(Extracted records)
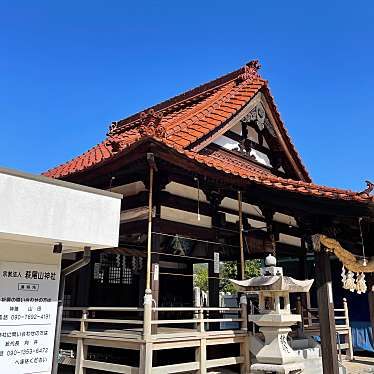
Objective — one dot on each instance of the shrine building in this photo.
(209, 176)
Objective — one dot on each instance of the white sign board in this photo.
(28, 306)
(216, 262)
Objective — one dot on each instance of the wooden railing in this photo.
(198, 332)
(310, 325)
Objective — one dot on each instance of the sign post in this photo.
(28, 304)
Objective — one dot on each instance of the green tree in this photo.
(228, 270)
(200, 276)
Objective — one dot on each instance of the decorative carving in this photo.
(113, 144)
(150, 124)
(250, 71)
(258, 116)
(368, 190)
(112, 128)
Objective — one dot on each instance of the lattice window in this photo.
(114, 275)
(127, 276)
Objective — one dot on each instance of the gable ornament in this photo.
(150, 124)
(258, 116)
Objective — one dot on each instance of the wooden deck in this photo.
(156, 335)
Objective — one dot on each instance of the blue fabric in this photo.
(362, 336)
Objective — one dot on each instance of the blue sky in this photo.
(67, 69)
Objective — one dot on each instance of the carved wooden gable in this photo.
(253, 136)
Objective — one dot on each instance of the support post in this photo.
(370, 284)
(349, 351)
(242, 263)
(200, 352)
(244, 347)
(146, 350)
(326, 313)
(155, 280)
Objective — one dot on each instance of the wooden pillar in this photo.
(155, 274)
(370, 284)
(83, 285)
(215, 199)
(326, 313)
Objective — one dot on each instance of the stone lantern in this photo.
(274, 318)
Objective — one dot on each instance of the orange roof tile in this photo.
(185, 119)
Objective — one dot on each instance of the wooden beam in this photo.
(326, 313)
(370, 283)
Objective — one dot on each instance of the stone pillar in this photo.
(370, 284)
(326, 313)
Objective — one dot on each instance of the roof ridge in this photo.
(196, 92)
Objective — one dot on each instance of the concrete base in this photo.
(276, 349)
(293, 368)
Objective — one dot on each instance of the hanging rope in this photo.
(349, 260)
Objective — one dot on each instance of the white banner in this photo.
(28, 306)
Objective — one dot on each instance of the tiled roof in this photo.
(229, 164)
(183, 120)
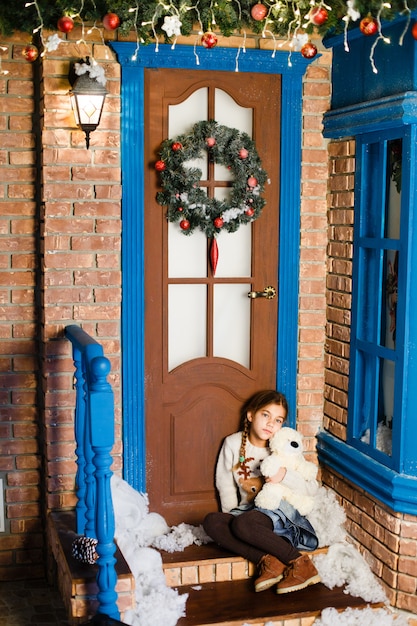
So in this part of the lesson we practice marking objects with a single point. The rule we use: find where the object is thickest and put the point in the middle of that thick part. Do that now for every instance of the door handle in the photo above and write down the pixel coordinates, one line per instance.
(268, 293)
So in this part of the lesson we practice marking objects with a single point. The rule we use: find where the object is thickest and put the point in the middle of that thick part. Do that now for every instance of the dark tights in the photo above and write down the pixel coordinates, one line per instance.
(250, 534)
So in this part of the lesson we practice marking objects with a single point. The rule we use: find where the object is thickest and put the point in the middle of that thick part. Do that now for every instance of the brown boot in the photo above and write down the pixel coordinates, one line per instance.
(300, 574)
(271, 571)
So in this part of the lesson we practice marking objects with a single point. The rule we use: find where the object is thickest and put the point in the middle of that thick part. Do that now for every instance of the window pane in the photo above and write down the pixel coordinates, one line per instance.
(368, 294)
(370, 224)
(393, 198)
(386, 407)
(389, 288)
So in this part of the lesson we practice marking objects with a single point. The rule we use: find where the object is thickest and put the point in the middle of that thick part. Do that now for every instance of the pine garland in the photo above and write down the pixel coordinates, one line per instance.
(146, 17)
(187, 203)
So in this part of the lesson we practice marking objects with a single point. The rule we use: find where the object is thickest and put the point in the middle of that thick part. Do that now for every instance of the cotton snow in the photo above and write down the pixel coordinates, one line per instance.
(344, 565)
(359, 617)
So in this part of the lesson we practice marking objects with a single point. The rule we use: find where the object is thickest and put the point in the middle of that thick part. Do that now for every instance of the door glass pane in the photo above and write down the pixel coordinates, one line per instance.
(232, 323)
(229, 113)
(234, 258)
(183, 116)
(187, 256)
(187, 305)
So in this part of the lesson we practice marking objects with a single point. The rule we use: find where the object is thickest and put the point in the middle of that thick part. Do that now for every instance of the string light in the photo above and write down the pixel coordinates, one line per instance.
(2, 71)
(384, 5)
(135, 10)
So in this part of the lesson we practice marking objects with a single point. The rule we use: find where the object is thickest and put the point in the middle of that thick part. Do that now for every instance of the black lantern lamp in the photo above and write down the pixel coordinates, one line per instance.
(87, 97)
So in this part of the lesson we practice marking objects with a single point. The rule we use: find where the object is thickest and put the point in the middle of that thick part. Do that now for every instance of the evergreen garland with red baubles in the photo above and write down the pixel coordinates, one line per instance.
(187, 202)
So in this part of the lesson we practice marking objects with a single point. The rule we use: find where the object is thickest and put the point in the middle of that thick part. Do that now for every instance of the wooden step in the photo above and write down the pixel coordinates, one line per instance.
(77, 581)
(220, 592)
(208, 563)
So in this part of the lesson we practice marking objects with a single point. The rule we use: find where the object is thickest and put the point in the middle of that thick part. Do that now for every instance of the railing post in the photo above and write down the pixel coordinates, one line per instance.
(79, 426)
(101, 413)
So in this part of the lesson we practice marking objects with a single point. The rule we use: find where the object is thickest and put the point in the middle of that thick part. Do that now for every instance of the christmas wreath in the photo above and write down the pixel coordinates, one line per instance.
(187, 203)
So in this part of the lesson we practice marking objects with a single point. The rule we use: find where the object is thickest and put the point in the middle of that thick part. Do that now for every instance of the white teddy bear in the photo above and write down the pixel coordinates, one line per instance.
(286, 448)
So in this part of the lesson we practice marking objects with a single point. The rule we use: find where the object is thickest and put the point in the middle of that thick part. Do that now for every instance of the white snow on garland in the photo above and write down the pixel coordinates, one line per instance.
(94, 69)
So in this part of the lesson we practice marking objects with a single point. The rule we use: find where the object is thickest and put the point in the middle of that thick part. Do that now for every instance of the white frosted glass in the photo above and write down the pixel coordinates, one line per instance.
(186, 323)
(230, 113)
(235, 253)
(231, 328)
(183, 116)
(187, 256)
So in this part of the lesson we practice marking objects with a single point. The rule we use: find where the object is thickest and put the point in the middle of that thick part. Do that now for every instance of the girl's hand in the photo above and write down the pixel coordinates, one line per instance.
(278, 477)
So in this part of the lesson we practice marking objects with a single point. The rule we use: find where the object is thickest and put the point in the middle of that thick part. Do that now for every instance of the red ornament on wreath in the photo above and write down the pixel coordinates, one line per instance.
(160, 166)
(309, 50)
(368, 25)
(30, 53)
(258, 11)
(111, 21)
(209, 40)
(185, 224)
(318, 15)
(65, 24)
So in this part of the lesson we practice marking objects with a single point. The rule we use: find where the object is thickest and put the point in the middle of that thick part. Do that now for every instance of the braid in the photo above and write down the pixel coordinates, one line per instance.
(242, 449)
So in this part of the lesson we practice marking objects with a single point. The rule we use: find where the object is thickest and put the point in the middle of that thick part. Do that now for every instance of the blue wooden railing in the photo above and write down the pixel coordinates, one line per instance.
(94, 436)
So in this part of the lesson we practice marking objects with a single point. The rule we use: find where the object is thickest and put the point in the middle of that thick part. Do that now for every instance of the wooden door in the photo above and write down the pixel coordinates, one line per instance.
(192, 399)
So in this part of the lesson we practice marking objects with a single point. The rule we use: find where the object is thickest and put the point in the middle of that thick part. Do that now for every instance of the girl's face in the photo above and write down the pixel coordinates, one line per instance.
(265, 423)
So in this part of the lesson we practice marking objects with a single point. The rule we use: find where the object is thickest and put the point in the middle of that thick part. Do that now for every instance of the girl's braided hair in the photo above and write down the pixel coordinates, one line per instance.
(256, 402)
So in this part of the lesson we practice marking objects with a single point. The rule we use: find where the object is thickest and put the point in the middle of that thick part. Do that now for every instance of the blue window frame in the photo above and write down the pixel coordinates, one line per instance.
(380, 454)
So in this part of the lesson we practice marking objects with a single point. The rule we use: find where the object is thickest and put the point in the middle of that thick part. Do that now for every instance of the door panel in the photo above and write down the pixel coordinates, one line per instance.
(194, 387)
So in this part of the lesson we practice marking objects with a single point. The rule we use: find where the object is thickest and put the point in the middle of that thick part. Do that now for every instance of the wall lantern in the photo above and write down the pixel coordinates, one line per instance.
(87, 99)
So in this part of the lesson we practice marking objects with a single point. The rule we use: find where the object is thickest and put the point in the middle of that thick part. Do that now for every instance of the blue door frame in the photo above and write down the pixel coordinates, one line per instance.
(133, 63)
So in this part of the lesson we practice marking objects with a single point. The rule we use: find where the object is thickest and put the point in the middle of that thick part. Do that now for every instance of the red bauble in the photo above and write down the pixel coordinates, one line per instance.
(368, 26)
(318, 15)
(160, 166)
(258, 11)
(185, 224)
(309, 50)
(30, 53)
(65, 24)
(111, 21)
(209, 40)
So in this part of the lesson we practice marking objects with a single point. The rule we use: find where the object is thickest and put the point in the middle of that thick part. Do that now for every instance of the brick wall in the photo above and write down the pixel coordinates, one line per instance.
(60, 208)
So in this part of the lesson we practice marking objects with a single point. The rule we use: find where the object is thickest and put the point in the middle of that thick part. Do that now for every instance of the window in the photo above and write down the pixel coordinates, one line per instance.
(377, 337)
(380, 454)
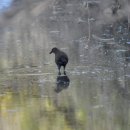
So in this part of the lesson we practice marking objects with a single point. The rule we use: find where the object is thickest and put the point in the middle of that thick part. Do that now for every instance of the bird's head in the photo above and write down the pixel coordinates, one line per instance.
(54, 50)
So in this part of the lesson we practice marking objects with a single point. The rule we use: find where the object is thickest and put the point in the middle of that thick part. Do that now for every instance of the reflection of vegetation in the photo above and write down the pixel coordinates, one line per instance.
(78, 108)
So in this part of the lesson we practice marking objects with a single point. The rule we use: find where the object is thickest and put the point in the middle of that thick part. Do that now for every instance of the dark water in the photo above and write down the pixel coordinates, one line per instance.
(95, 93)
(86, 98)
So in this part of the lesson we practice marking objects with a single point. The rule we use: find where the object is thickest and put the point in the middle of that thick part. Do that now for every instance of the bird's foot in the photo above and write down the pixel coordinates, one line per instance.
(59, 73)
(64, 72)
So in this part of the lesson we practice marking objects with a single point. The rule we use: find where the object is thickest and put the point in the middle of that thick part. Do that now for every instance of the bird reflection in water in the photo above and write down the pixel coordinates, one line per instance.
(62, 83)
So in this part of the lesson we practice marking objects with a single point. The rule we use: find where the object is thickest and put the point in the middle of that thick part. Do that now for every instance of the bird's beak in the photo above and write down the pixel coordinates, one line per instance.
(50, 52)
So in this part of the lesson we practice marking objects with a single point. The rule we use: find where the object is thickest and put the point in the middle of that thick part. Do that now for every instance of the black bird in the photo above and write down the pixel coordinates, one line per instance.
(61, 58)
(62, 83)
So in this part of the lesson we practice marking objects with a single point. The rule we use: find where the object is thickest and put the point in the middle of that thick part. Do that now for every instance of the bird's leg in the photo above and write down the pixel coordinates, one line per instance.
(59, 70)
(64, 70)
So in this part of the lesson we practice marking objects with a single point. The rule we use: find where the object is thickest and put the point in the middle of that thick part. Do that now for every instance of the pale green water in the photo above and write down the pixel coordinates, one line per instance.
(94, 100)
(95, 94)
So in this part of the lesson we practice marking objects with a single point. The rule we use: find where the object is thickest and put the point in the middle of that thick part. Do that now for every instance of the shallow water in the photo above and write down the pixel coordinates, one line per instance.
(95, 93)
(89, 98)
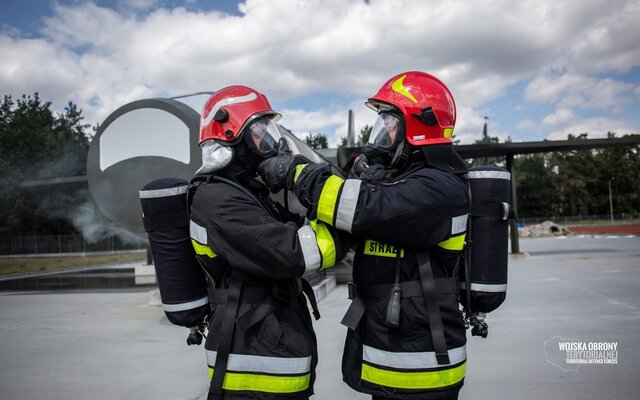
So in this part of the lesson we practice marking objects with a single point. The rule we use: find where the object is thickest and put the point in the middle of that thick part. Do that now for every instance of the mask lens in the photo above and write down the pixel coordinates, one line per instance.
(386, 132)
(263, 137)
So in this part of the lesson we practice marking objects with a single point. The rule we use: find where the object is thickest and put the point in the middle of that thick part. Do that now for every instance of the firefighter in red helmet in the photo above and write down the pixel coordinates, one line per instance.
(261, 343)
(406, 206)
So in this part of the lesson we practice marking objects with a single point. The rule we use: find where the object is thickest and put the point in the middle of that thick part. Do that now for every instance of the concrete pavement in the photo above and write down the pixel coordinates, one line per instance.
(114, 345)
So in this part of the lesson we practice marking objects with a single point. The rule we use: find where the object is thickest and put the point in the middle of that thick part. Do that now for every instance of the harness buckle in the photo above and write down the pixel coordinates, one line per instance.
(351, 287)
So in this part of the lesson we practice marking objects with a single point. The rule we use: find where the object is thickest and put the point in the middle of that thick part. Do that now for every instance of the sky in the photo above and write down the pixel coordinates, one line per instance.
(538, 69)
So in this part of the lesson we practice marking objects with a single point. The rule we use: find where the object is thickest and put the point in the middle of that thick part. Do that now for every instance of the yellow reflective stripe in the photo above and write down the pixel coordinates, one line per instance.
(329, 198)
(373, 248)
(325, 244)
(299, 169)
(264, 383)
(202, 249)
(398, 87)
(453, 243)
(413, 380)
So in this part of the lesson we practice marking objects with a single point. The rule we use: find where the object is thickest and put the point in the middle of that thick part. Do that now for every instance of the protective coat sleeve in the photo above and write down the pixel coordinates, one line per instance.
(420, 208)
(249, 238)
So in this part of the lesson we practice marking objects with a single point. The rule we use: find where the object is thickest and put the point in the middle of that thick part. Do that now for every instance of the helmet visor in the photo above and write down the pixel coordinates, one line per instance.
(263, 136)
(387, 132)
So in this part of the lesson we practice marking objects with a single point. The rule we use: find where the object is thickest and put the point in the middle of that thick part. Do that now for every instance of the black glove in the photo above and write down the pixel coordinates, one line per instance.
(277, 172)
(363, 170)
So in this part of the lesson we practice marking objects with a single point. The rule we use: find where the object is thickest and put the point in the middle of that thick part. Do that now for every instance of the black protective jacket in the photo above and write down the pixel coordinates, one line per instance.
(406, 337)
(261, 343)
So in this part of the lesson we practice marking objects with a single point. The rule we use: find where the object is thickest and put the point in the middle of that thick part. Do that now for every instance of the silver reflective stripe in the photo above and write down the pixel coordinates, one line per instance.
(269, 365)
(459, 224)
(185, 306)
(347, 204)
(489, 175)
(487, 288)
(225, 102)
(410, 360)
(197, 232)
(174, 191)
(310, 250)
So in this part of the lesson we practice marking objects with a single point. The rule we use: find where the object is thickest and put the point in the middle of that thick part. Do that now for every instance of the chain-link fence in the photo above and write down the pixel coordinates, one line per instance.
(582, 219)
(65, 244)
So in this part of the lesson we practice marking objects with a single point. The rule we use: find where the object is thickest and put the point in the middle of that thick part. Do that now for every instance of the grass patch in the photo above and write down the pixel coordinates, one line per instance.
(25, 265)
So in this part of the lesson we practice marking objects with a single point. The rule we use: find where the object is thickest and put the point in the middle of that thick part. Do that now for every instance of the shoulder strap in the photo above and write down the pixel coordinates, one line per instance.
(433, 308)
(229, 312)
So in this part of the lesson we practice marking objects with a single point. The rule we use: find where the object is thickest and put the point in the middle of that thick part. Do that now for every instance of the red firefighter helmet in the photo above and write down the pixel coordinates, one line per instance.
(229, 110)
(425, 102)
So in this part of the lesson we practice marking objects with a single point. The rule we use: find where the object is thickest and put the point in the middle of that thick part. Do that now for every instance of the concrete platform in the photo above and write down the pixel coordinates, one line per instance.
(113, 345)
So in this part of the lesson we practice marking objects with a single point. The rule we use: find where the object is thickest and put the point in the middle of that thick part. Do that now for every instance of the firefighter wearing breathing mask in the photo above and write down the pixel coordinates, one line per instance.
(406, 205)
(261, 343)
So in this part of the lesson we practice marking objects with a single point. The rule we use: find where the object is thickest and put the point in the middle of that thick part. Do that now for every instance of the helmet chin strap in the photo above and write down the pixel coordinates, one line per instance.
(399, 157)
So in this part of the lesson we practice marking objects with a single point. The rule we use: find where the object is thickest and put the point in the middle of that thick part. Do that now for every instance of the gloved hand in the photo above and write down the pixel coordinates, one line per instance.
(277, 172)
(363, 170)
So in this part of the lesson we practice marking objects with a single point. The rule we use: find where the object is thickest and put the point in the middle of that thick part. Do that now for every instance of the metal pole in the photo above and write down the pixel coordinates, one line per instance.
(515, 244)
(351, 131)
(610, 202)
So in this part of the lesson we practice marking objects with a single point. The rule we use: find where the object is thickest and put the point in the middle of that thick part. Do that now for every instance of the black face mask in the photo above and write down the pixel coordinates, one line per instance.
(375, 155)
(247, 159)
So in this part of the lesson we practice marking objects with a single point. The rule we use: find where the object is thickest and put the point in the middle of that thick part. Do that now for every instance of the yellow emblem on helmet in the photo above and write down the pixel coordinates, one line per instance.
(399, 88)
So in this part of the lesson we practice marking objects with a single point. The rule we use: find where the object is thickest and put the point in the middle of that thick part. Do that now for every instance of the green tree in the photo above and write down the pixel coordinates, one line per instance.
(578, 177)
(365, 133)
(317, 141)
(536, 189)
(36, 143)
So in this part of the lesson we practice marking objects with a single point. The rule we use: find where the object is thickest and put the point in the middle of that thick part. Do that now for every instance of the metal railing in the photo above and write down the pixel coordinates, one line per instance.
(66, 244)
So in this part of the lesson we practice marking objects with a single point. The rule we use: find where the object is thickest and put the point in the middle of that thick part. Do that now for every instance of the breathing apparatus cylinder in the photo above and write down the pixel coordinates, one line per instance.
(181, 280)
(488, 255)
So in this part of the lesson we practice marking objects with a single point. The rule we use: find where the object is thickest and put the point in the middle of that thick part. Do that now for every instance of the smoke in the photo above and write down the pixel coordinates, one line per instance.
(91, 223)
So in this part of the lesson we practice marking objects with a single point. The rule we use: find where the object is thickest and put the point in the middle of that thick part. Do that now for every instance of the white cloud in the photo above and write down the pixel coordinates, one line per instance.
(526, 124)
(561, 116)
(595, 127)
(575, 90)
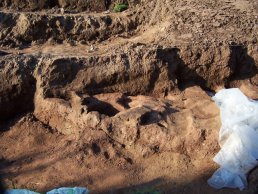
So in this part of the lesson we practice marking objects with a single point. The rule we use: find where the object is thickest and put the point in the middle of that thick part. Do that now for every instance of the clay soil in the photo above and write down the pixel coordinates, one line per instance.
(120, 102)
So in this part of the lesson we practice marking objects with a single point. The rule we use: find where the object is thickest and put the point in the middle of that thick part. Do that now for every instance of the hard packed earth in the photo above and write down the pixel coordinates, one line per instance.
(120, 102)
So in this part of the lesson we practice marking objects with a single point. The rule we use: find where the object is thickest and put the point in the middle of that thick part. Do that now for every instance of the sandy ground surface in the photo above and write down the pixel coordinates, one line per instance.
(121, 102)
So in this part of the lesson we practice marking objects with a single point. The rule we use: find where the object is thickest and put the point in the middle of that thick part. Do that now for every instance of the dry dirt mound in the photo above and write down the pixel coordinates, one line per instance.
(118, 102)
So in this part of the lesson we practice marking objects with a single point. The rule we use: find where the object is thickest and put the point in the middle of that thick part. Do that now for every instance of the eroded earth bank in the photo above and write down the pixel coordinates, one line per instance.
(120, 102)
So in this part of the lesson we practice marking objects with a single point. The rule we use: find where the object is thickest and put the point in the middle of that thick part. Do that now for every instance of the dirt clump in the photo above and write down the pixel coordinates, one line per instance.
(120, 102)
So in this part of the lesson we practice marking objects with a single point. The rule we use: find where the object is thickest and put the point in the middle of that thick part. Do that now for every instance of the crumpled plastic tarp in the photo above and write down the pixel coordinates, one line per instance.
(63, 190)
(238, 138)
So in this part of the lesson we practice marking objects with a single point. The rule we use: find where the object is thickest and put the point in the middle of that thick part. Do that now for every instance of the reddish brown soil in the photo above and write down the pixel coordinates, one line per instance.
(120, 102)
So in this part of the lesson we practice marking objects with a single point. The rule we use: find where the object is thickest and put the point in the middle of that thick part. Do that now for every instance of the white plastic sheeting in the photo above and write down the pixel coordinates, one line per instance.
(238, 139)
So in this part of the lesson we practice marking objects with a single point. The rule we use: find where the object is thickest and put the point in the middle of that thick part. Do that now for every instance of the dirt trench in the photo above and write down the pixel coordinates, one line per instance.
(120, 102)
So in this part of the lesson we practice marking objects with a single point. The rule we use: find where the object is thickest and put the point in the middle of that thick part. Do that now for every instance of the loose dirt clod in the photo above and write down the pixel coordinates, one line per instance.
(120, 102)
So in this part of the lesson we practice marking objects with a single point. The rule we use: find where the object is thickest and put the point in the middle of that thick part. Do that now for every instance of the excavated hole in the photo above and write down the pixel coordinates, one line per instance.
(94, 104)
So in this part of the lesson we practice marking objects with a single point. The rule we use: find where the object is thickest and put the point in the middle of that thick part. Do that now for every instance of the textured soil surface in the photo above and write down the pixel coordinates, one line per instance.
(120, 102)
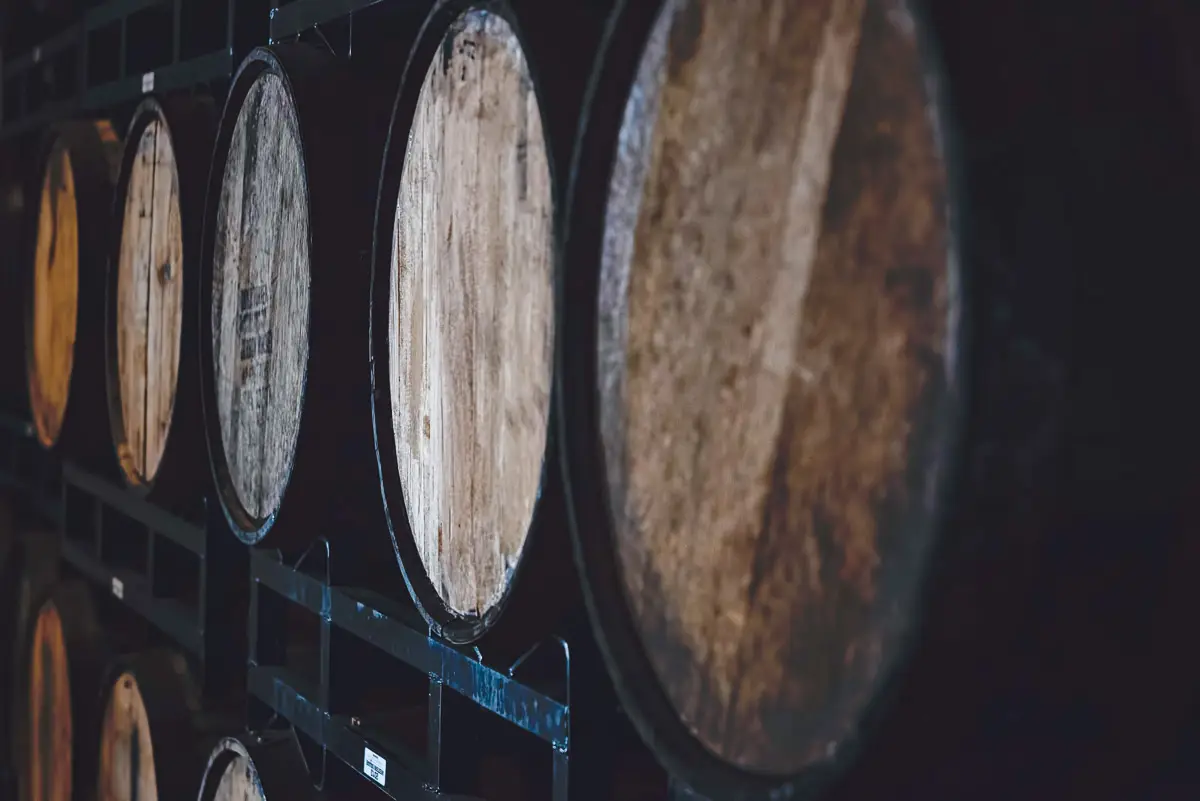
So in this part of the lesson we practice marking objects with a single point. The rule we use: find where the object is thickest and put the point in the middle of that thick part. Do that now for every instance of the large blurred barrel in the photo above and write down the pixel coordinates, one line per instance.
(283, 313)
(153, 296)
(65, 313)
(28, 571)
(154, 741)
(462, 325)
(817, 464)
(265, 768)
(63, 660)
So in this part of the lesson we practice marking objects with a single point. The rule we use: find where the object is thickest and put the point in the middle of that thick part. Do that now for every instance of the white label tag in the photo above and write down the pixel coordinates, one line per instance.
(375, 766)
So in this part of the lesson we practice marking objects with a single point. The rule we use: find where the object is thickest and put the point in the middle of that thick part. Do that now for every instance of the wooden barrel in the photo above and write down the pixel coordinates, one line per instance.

● Stated goal
From the line that contains "of the large" down to the last line of the listing above, repeat each line exactly, and include nothing else.

● Completed task
So in this part of the lesson we practice marking objects with a single point. The rule we use: find where the object is thickest and put the point in the middle of that thick part. Do that now for every instance of the large blurred barrel in the photo above and write down the pixel coordinates, one line per instance.
(283, 313)
(153, 296)
(65, 313)
(28, 571)
(154, 741)
(462, 325)
(817, 464)
(265, 768)
(63, 660)
So in this part of the lesson we practice marking objects with a single point. The rule we use: find where the object is thickest and put the point in the middle of that thick part. Do that now for every instance of the white label tag in the photo above and write down the pixel coordinates, one line per instance.
(375, 766)
So in this part of the lesson we practice marking objects with a single point. The rule we use: find where the object is thickest and put the point in the middle of that thick part. Do that now for every instance of the wooden barrel in the photo above and write down the pixel coordinates, one line per instance.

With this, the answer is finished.